>>
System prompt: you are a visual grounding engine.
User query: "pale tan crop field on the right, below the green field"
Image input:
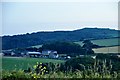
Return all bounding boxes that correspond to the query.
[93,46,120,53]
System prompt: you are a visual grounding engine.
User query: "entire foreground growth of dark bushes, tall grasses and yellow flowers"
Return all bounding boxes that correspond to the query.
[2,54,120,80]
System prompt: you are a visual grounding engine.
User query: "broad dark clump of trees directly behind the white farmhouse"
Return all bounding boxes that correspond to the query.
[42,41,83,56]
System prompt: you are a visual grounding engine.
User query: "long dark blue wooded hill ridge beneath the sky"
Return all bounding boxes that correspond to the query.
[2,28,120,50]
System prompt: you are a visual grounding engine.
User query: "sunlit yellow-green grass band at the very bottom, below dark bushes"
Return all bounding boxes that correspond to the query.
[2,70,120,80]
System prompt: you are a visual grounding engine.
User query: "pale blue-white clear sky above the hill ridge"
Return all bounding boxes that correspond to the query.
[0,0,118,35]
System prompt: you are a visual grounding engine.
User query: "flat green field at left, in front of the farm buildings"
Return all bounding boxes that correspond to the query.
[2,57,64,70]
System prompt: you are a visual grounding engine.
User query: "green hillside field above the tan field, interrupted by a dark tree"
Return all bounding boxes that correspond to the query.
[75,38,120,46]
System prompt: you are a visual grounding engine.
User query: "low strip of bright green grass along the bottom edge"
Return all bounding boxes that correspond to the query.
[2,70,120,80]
<<
>>
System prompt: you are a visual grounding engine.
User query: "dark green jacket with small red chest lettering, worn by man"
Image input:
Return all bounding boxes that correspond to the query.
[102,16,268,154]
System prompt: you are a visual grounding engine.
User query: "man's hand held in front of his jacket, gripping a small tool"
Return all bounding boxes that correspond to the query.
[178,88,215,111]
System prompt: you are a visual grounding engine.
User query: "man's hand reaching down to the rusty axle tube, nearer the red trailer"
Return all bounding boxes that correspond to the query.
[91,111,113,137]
<<
> **Task to carry out**
Count the lines of these entries that hold the string "small", and give only that number.

> **Exercise response**
2